▶ _Exercise details_: Begin with the line holding "Mark the region of every instance of the car", then print every line after it through the end of the data, exactly and with nothing added.

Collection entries
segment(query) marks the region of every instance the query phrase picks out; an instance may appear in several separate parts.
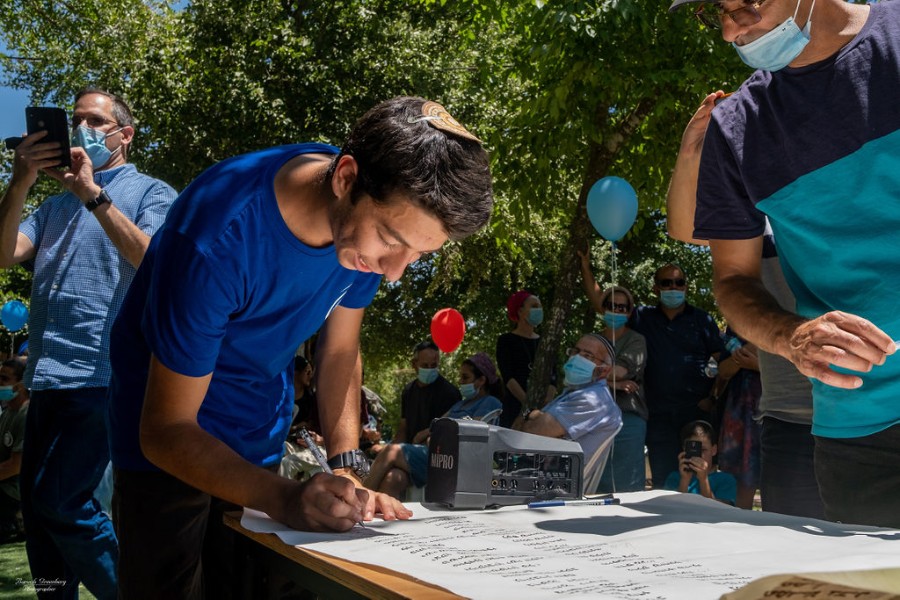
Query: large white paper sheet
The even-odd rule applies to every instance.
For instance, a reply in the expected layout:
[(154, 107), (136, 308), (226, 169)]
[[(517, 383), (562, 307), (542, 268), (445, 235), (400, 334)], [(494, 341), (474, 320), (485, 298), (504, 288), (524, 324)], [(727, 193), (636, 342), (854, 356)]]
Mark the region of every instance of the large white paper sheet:
[(718, 598), (779, 573), (900, 567), (900, 531), (745, 511), (694, 494), (621, 494), (619, 506), (429, 510), (343, 534), (241, 524), (470, 598)]

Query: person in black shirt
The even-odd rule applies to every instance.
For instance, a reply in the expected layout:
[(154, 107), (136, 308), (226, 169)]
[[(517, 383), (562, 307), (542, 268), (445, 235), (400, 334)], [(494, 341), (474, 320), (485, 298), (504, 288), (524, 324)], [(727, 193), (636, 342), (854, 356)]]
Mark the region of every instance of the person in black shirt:
[(400, 394), (400, 426), (393, 442), (411, 442), (431, 421), (450, 410), (460, 398), (456, 386), (441, 376), (441, 353), (431, 340), (413, 349), (412, 366), (416, 378), (406, 384)]
[[(509, 427), (522, 412), (528, 391), (528, 377), (537, 354), (541, 336), (534, 329), (544, 320), (541, 299), (527, 290), (519, 290), (506, 301), (506, 315), (516, 324), (515, 329), (497, 338), (497, 366), (506, 385), (503, 398), (501, 427)], [(556, 396), (556, 373), (550, 377), (547, 400)]]

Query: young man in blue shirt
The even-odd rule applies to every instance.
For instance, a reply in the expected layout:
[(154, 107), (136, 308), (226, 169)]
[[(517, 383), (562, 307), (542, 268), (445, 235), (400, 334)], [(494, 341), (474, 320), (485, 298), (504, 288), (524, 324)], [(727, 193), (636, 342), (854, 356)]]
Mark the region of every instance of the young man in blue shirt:
[[(227, 597), (229, 506), (312, 531), (410, 516), (354, 479), (364, 309), (382, 276), (474, 233), (491, 207), (477, 138), (408, 97), (367, 112), (343, 149), (271, 148), (188, 186), (113, 327), (121, 598)], [(274, 469), (287, 367), (316, 331), (322, 433), (344, 476), (300, 483)]]

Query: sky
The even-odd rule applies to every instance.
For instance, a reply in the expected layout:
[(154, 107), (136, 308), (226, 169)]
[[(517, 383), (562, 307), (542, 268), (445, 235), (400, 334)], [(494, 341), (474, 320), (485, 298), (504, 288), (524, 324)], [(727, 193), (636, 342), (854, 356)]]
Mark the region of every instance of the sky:
[[(6, 46), (0, 41), (0, 52)], [(8, 138), (25, 133), (25, 107), (28, 106), (28, 91), (0, 87), (0, 138)]]

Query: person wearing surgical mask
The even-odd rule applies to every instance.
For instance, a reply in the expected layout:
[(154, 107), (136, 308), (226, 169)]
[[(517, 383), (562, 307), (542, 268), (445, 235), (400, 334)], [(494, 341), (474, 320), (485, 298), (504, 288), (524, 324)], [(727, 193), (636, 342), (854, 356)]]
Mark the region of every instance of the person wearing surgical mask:
[(447, 412), (459, 400), (459, 390), (440, 373), (441, 351), (425, 340), (413, 348), (416, 378), (400, 394), (400, 424), (392, 442), (411, 442), (431, 427), (431, 421)]
[[(110, 331), (177, 195), (128, 162), (134, 136), (122, 98), (83, 89), (72, 110), (71, 167), (57, 166), (57, 142), (31, 133), (16, 147), (0, 199), (0, 265), (34, 266), (19, 478), (28, 562), (35, 580), (62, 582), (54, 593), (65, 596), (79, 582), (98, 598), (118, 594), (118, 539), (92, 501), (110, 460)], [(60, 193), (29, 198), (41, 177)], [(37, 208), (26, 216), (25, 206)]]
[[(692, 237), (709, 243), (716, 303), (811, 381), (825, 517), (900, 527), (900, 255), (883, 251), (900, 229), (900, 3), (670, 11), (684, 5), (695, 35), (756, 69), (711, 110), (699, 156)], [(767, 222), (793, 307), (763, 284)]]
[[(528, 392), (528, 378), (537, 356), (541, 336), (536, 328), (544, 322), (541, 299), (528, 290), (519, 290), (506, 301), (506, 316), (515, 323), (512, 331), (497, 338), (497, 365), (508, 392), (503, 400), (500, 425), (509, 427), (522, 411)], [(556, 373), (550, 376), (546, 399), (556, 395)]]
[(28, 390), (22, 383), (25, 360), (12, 358), (0, 366), (0, 544), (23, 538), (17, 516), (21, 509), (19, 471), (28, 415)]
[[(587, 253), (578, 254), (585, 293), (605, 319), (603, 293), (591, 272), (589, 257)], [(643, 391), (649, 417), (645, 443), (656, 489), (678, 467), (681, 429), (691, 421), (711, 419), (704, 403), (715, 378), (707, 376), (706, 367), (711, 358), (717, 360), (725, 350), (713, 318), (687, 302), (687, 288), (687, 276), (681, 267), (673, 263), (661, 266), (653, 276), (657, 304), (634, 307), (628, 321), (647, 343)]]
[(593, 493), (609, 442), (622, 427), (622, 411), (607, 385), (615, 351), (605, 337), (588, 333), (566, 354), (562, 393), (542, 409), (523, 409), (512, 428), (578, 442), (584, 452), (584, 490)]
[(605, 325), (600, 335), (616, 349), (615, 364), (606, 381), (622, 411), (622, 430), (613, 443), (598, 491), (640, 492), (646, 481), (644, 441), (649, 413), (644, 400), (644, 368), (647, 365), (647, 341), (628, 326), (634, 311), (634, 297), (628, 289), (610, 286), (600, 297), (600, 303)]
[[(473, 354), (459, 366), (462, 398), (441, 415), (495, 424), (503, 405), (503, 382), (494, 362), (484, 352)], [(428, 480), (430, 428), (416, 434), (411, 444), (391, 444), (378, 453), (365, 480), (367, 488), (403, 499), (407, 488), (423, 487)]]

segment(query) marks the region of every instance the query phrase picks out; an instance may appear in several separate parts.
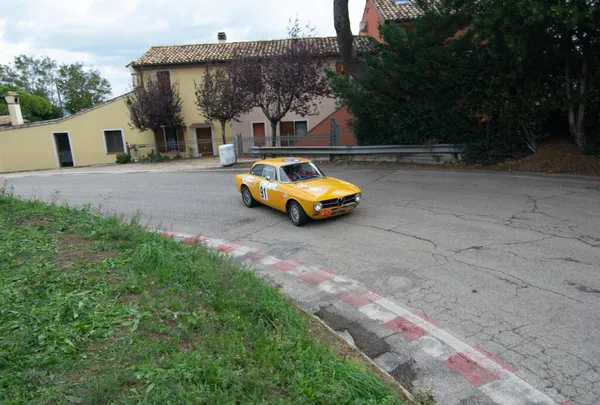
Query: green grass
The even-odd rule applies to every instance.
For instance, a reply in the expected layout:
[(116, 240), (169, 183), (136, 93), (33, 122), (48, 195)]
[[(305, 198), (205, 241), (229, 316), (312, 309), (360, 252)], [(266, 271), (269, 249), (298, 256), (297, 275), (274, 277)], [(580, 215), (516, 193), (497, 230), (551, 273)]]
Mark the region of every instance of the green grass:
[(0, 190), (0, 403), (408, 402), (232, 261)]

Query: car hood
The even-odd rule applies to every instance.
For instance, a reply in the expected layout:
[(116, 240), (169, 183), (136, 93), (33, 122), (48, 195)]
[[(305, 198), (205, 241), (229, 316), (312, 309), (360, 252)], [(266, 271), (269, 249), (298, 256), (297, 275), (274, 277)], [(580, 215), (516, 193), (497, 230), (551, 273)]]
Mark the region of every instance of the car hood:
[(315, 201), (330, 200), (360, 192), (360, 188), (354, 184), (332, 177), (301, 181), (294, 183), (292, 188), (305, 197), (312, 197)]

▶ _Finished exercise_:
Mark the region of every instance of the car hood:
[(315, 201), (330, 200), (360, 192), (360, 188), (354, 184), (332, 177), (301, 181), (294, 183), (292, 188), (305, 197), (312, 197)]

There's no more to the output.